> _AIM OF THE TASK_: Extract each line of the data below that contains the word "table", copying it in full. Matches must have the same case.
^^^^^^^^^^^^^^^^
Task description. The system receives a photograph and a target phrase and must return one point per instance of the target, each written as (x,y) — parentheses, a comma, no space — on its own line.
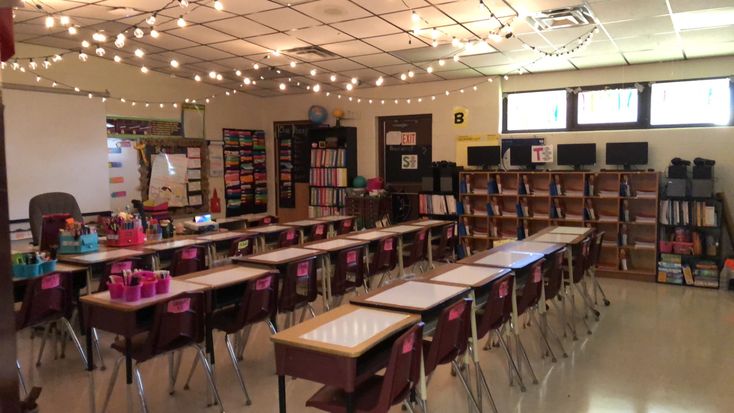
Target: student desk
(333,220)
(303,225)
(124,319)
(401,230)
(431,224)
(267,230)
(340,348)
(416,297)
(331,248)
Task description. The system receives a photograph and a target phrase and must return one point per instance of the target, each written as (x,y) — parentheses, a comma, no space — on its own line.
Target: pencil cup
(163,285)
(116,290)
(132,293)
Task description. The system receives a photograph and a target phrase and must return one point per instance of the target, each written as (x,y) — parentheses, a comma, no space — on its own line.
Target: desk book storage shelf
(515,204)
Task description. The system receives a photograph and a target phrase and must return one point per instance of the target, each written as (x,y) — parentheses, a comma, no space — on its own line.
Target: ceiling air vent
(311,52)
(562,18)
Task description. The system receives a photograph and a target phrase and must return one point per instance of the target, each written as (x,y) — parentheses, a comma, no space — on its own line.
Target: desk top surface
(347,331)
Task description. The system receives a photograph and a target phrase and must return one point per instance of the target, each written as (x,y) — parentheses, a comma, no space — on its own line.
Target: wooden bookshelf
(593,199)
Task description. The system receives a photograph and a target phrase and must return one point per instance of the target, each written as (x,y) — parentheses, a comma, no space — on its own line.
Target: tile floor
(657,348)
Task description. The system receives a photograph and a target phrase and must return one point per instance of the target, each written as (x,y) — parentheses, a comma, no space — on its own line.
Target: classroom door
(405,150)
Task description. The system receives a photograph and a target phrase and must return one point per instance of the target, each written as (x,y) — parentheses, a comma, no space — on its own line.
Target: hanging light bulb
(120,41)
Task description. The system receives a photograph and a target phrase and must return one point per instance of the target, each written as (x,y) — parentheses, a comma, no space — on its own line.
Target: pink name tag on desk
(50,281)
(179,306)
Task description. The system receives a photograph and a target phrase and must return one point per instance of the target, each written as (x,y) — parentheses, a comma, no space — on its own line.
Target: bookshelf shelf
(541,199)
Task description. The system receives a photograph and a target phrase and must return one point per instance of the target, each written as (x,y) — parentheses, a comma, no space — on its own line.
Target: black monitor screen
(483,155)
(520,155)
(577,154)
(627,153)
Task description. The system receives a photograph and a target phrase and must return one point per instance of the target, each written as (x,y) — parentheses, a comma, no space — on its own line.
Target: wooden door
(405,150)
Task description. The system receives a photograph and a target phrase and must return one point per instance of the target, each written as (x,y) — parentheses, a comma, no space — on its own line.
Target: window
(691,102)
(607,106)
(536,110)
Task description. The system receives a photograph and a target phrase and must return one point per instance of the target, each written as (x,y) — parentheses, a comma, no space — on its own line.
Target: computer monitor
(627,153)
(577,154)
(521,155)
(483,156)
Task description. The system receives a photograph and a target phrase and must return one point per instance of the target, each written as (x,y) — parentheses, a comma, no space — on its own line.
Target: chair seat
(332,399)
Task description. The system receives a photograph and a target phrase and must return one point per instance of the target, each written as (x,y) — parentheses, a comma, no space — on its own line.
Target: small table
(124,319)
(313,351)
(332,247)
(401,230)
(417,297)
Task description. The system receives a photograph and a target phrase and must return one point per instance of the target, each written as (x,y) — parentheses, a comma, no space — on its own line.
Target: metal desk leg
(281,393)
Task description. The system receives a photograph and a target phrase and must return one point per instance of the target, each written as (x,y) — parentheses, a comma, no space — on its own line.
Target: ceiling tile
(351,48)
(240,27)
(369,27)
(331,11)
(283,19)
(320,35)
(652,56)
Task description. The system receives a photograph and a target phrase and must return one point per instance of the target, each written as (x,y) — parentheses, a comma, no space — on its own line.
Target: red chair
(178,323)
(493,318)
(450,341)
(378,393)
(415,256)
(299,289)
(348,272)
(48,300)
(242,246)
(446,248)
(187,260)
(288,238)
(318,232)
(385,259)
(345,226)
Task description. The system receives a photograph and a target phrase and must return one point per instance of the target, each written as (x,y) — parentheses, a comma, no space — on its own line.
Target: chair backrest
(318,232)
(188,259)
(403,368)
(242,246)
(177,322)
(418,249)
(451,336)
(498,307)
(259,300)
(46,298)
(581,259)
(386,255)
(288,238)
(116,268)
(349,271)
(446,244)
(299,284)
(530,293)
(51,203)
(345,226)
(554,274)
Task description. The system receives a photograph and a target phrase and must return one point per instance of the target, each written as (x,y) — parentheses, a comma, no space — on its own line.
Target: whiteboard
(55,143)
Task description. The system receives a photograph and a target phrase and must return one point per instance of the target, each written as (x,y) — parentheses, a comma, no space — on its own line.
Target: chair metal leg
(209,376)
(20,378)
(138,378)
(236,367)
(111,386)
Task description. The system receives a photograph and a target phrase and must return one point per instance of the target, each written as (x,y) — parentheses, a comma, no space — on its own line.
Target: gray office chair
(50,203)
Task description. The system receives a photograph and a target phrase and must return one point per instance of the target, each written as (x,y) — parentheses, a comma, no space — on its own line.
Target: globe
(359,182)
(317,114)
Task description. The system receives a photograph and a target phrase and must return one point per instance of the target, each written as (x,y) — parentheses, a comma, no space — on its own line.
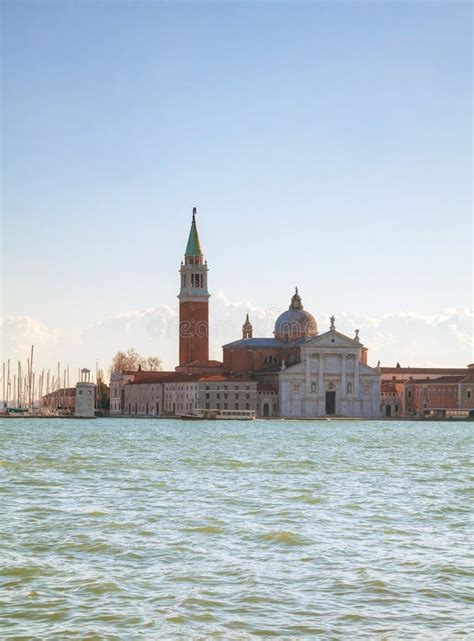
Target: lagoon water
(164,529)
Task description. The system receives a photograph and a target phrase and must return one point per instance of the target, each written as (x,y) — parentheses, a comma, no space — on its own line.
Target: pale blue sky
(325,144)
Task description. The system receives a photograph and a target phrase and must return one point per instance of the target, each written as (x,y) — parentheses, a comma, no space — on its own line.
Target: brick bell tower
(193,302)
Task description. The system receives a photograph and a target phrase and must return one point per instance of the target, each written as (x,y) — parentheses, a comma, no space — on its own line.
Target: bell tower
(193,302)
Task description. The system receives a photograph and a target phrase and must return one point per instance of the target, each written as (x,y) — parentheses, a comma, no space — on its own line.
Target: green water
(142,529)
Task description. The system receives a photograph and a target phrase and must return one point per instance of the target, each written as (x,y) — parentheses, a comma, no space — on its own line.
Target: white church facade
(331,379)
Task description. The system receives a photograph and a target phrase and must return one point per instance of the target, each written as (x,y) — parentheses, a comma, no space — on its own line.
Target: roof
(209,364)
(441,380)
(262,387)
(193,248)
(262,343)
(174,377)
(453,371)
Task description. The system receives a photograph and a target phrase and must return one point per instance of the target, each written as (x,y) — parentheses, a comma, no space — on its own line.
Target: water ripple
(172,530)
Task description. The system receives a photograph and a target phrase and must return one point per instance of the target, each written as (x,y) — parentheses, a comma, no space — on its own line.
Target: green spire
(193,248)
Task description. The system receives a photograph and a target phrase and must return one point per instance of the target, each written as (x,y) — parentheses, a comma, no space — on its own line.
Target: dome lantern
(296,322)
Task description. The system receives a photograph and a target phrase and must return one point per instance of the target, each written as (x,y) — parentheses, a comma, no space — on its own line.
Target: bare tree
(132,361)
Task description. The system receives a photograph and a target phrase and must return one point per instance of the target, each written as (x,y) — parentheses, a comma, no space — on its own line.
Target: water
(142,529)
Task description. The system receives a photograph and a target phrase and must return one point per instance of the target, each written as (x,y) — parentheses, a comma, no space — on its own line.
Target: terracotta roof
(255,343)
(176,377)
(202,364)
(441,380)
(265,388)
(453,371)
(217,378)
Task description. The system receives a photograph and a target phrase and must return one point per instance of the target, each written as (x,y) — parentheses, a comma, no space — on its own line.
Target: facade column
(321,384)
(307,400)
(343,376)
(356,377)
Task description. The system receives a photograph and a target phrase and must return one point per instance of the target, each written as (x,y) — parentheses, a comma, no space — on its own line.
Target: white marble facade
(331,379)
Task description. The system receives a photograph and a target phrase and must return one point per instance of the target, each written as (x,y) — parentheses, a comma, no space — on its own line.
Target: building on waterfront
(187,394)
(296,372)
(332,378)
(85,396)
(309,375)
(423,391)
(61,399)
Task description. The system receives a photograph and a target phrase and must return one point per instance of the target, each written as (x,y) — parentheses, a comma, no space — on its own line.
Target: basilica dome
(296,322)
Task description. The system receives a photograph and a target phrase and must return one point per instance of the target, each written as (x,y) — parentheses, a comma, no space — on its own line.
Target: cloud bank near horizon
(443,339)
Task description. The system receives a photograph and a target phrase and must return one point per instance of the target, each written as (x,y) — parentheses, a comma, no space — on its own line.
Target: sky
(325,145)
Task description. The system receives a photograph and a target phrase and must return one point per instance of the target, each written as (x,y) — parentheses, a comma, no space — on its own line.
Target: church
(314,375)
(297,372)
(300,373)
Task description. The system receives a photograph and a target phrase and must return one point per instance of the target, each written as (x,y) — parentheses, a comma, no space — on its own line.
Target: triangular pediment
(333,338)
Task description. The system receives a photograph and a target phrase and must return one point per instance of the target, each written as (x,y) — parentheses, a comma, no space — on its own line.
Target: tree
(153,364)
(132,361)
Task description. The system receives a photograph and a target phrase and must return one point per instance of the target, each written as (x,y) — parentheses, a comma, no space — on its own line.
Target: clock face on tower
(193,302)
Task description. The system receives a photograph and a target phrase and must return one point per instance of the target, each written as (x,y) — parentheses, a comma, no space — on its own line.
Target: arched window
(270,359)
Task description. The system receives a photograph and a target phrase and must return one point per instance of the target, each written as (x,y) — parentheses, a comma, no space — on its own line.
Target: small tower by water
(247,329)
(85,396)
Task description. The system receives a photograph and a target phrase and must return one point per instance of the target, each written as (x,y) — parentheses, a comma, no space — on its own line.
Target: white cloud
(411,338)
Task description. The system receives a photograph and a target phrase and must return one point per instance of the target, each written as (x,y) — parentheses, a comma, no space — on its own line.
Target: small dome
(296,322)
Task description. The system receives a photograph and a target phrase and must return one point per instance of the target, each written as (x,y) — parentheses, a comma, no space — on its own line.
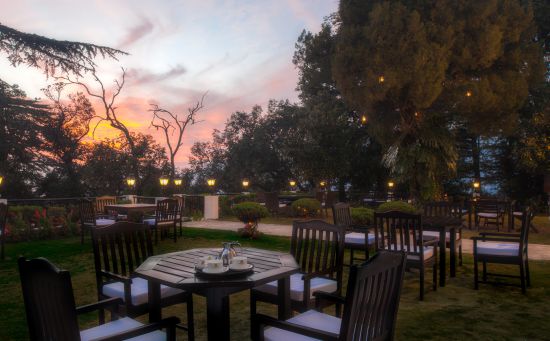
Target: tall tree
(63,131)
(418,70)
(171,124)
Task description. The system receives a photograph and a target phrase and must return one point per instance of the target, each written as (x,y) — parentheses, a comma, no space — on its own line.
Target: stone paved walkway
(536,251)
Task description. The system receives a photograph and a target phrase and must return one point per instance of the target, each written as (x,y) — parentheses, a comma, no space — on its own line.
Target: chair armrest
(332,298)
(308,276)
(103,304)
(261,319)
(116,277)
(169,323)
(491,239)
(431,242)
(495,234)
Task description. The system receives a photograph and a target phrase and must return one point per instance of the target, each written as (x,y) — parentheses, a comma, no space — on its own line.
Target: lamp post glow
(391,184)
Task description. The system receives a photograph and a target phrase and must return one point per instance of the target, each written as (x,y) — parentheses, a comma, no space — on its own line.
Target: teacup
(214,265)
(203,260)
(238,262)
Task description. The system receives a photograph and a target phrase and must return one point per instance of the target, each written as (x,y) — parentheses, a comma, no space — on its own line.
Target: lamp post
(163,183)
(476,192)
(391,184)
(245,184)
(211,183)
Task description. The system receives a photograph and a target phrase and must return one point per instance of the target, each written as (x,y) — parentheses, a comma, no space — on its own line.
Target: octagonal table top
(177,269)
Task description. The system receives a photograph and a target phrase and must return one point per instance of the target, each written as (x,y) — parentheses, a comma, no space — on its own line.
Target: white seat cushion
(497,248)
(311,319)
(139,289)
(118,326)
(487,215)
(297,286)
(358,238)
(104,222)
(428,252)
(150,222)
(436,234)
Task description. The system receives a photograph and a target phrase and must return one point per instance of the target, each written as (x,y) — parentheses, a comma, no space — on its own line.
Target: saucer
(246,268)
(209,271)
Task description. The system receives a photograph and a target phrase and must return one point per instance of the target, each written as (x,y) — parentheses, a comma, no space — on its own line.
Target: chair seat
(358,238)
(118,326)
(497,248)
(152,221)
(297,286)
(104,222)
(487,215)
(139,289)
(428,252)
(311,319)
(436,234)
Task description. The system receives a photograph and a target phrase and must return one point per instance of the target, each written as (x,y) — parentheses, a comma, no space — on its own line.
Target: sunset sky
(240,51)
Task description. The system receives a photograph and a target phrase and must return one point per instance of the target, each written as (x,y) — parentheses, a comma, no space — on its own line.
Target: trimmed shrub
(249,211)
(362,216)
(397,206)
(306,207)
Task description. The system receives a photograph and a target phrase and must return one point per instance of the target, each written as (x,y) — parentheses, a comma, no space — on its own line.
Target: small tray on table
(229,273)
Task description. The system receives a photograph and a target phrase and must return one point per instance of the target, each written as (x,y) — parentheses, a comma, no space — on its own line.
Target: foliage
(50,54)
(400,206)
(362,216)
(249,211)
(306,207)
(430,58)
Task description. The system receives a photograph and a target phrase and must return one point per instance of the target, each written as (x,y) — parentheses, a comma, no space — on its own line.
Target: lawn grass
(455,312)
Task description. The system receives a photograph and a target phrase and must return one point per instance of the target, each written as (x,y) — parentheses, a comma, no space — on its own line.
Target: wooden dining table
(178,270)
(444,224)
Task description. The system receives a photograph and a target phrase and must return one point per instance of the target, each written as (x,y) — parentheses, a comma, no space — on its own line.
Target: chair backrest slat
(167,210)
(398,231)
(372,298)
(341,215)
(49,301)
(318,246)
(120,248)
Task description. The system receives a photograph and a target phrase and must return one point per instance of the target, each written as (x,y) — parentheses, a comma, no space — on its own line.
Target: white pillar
(211,207)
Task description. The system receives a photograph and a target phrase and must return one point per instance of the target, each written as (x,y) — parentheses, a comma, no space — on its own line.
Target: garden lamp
(163,181)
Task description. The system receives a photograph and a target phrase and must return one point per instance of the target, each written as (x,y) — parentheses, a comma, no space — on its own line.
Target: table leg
(442,258)
(155,313)
(452,251)
(217,315)
(284,309)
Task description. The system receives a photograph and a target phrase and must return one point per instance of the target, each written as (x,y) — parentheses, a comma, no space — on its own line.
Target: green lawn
(456,312)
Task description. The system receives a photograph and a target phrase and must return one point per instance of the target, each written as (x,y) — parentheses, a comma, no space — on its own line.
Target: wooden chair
(446,209)
(166,217)
(370,306)
(504,248)
(490,211)
(89,219)
(355,235)
(52,313)
(3,219)
(399,231)
(318,248)
(118,250)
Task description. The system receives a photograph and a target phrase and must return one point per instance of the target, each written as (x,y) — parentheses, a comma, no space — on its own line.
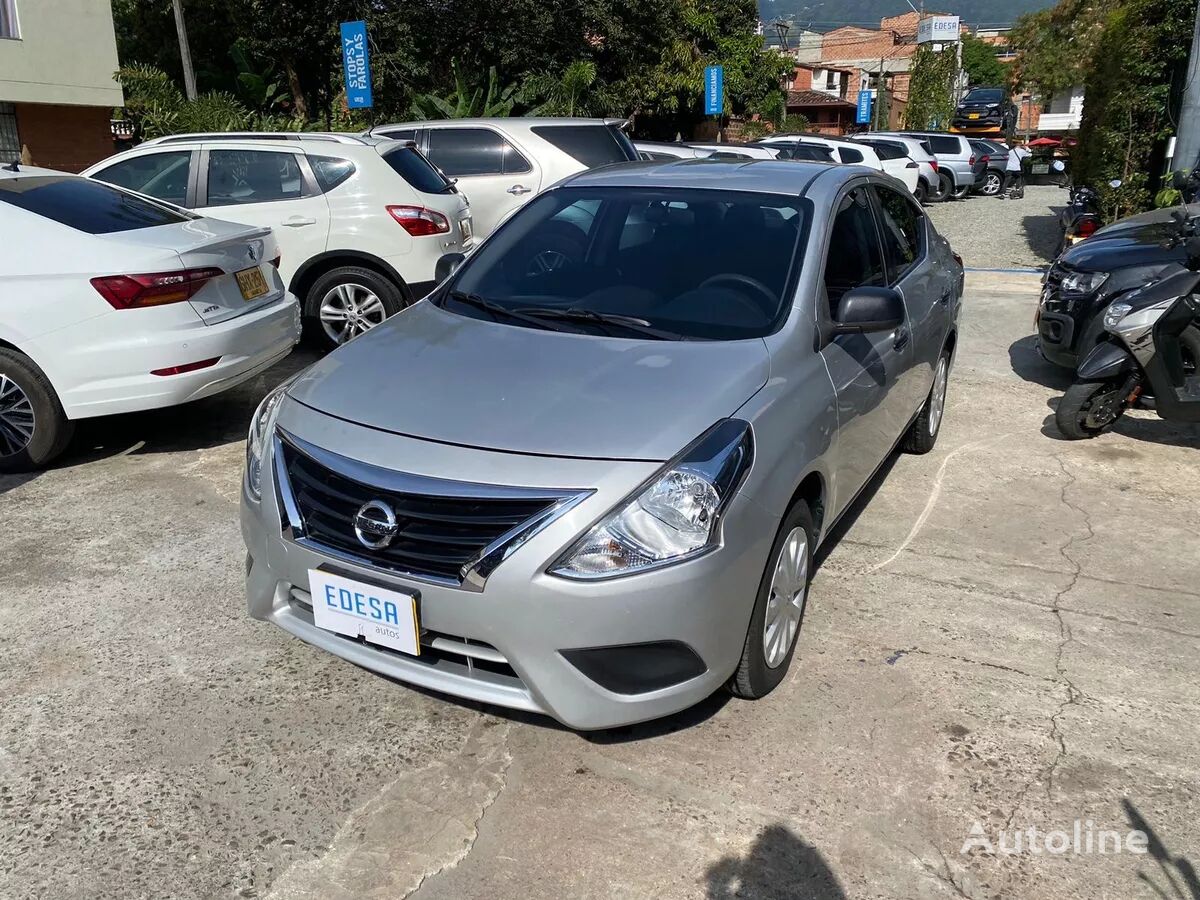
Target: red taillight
(419,221)
(186,367)
(135,292)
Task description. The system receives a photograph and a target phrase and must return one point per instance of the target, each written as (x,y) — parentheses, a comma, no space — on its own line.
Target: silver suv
(595,491)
^^^^^^^^^^^^^^^^
> _WORKED SOLUTION_:
Target: small table
Target: octagonal table top
Target: small tray on table
Target: wooden dining table
Target: table leg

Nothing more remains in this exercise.